### GIVEN PASSAGE
+---+

WICG / compression-dictionary-transport

Other
92 stars 8 forks source link

Hashes, algorithm agility, and overlap with HTTP digests. #9

Closed LPardue closed 1 year ago

LPardue commented 1 year ago

The explainer describes that the client/and server generate SHA-256 hashes and then use those to coordinate. Is there a specific reason why algorithm agility is not built in to the protocol? In simple terms, the ability to migrate to other algorithms as the security environment evolves.

The more I look at this aspect, the more it gets me thinking about whether the design has some overlap with the HTTP digests specification https://httpwg.org/http-extensions/draft-ietf-httpbis-digest-headers.html

The explainer hints at wanting to constrain the size of the sec-bikeshed-available-dictionary field value via

SHA-256 hashes are long. Their hex representation would be 64 bytes, and we can base64 them to be ~42 (I think). We can't afford to send many hashes for both performance and privacy reasons.

but I wonder how much this really matters in practice.

If we adopted a similar approach that digests use, you could make sec-bikeshed-available-dictionary be a Structured Fields dictionary that can convey 1 or more hash values alongside their indicated algorithm e.g.

sec-bikeshed-available-dictionary:
  sha-256=:d435Qo+nKZ+gLcUHn7GQtQ72hiBVAgqoLsZnZPiTGPk=:,
  sha-512=:YMAam51Jz/jOATT6/zvHrLVgOYTGFy1d6GJiOHTohq4yP+pgk4vf2aCs
  yRZOtw8MjkM7iw7yZ/WkppmM44T3qg==:

Even if you restrict to only adding one hash, you can still benefit from agility via sending the algorithm

LPardue commented 1 year ago

Also, the server could send an equivalent to an Integrity preference field https://httpwg.org/http-extensions/draft-ietf-httpbis-digest-headers.html#section-4 to signal to the client what hash algorithms it uses, which could help picking the most suitable compatible algorithm

pmeenan commented 1 year ago

Allowing different algorithms makes sense. I assume the hash algorithm negotiation would happen at the time of setting the dictionary as available so that could also be done cleanly.

I'm worried about allowing multiple values though and impact on Vary: cardinality. If the delta-compressed asset is stored in an edge cache varied on the requesting available-dictionary then things could get out of hand with combinations unless there is some way to signal a specific value of the request header that the response matched for the Vary.

LPardue commented 1 year ago

The caching aspects seem like a valid consideration, it might benefit to put that in the explainer to cover why just a single algorithm is currently picked.

Then we work in parallel to figure out if agility can be implemented vs the tradeoffs.

yoavweiss commented 1 year ago

Allowing different algorithms makes sense. I assume the hash algorithm negotiation would happen at the time of setting the dictionary as available so that could also be done cleanly.

+1 to that.

Is there a specific reason why algorithm agility is not built in to the protocol? In simple terms, the ability to migrate to other algorithms as the security environment evolves.

I thought it's not strictly necessary, as we're not relying on the hash for cryptographic purposes, so aren't really concerned with collisions. With that said, the cost of negotiating a protocol seem low enough..

+---+

### DATA EXCERPTS
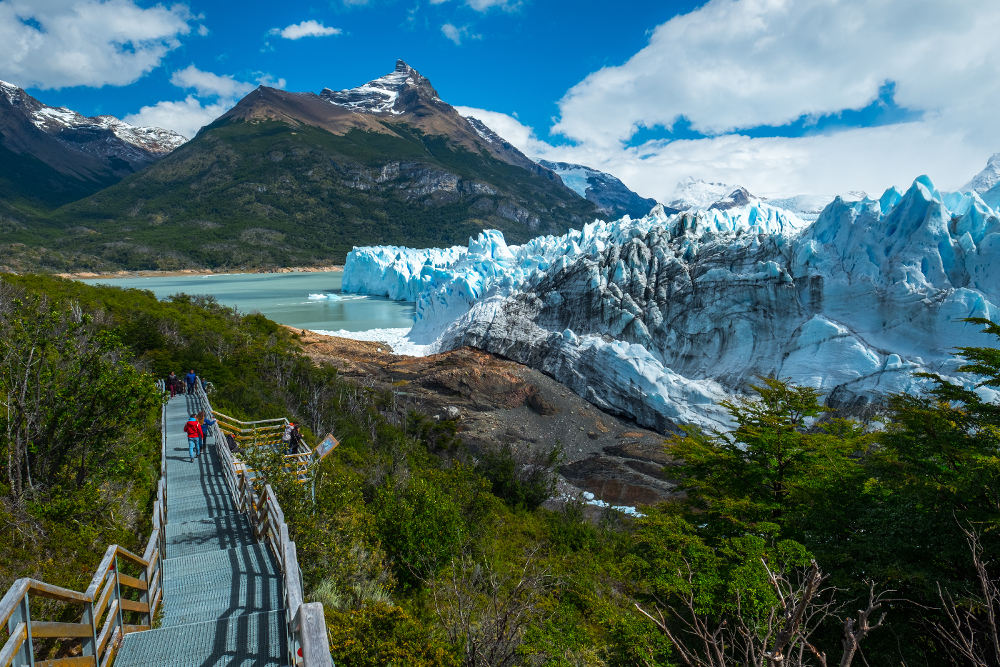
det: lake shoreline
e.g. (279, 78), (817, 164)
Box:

+---+

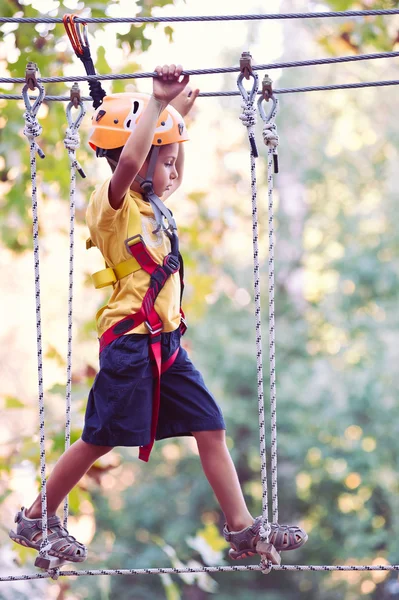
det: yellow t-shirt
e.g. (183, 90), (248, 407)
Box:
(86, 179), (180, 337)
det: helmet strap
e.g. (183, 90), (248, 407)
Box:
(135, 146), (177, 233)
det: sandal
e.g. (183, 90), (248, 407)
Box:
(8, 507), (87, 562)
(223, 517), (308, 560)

+---+

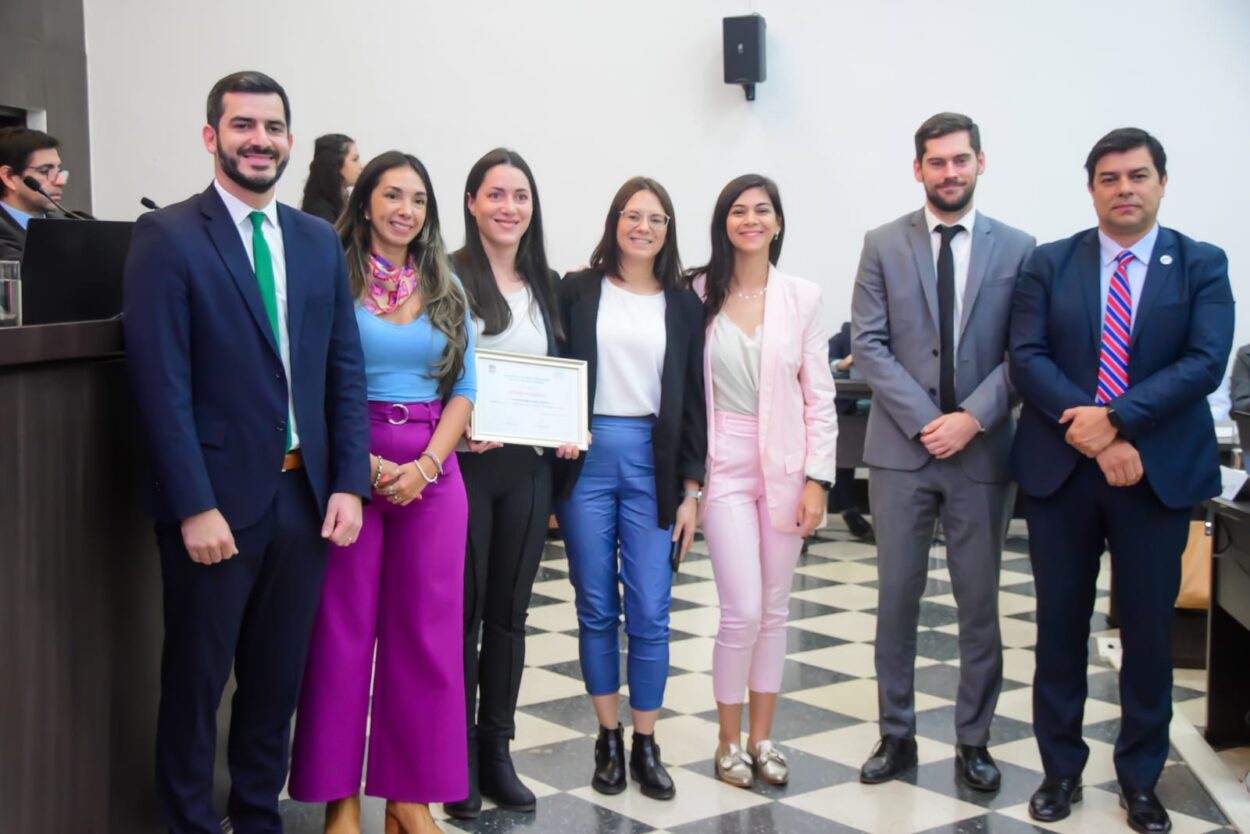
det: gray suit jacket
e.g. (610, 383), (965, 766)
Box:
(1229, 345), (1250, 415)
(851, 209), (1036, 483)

+---+

### TASKS TO COMPLETE
1. In the GitHub thread on hash algorithm agility, how many bytes long is the hex representation of a SHA-256 hash?
2. Give the username of every person who posted a comment in the GitHub thread on hash algorithm agility, listing each name only once.
3. Carry on the GitHub thread on hash algorithm agility from the end of its final comment.

### IN RESPONSE
1. 64 bytes.

2. LPardue, pmeenan, yoavweiss

3.
I'm worried about allowing multiple values though and impact on Vary: cardinality. If the delta-compressed asset is stored in an edge cache varied on the requesting available-dictionary then things could get out of hand with combinations unless there is some way to signal a specific value of the request header that the response matched for the Vary.

Yeah, I won't be supportive of multiple values. It would add a lot of complexity, for no apparent reason.

LPardue commented 1 year ago

Just to double check my understanding and to clarify thngs. When I said multiple values, I meant multiple different hashes of the same content that use strictly different algorithms. I didn't mean sending hashes of different content using the same algorithm (HTTP digests doesn't permit that by virtue of the SF dictionary type).

SRI does allow both of these modes but I dont see a strong reason for the latter.

And while I mention SRI, there's potentially some things we could borrow. Note that it prohibits MD5 or other weak algos, while requiring user agents to support sha-256, sha-384, and sha-512

yoavweiss commented 1 year ago

I think this is fundementally different from SRI.

With SRI, we are trying to cryptographically protect a resource, so cryptographic strength matters, and collisions put users at risk. (attackers can switch files on them and replace an innocous payload with a malicious one)

Here, collisions are significantly less likely (the collision space is dictionaries on that particular origin/scope), and if they happen, they result would most likely be a corrupted resource, rather than a malicious one. More importantly, no one would be incentivized to find and "exploit" such collisions. (if you pwned the delivery server, there are easier ways to DoS the vistim site)

So I don't think we'd have a constant need of upgrading the hash strength as new ways to manufacture collisions arise.

LPardue commented 1 year ago

Thanks for the explanation. I tend to agree. It might be good to capture some of this threat modellong in the doc so others can assess.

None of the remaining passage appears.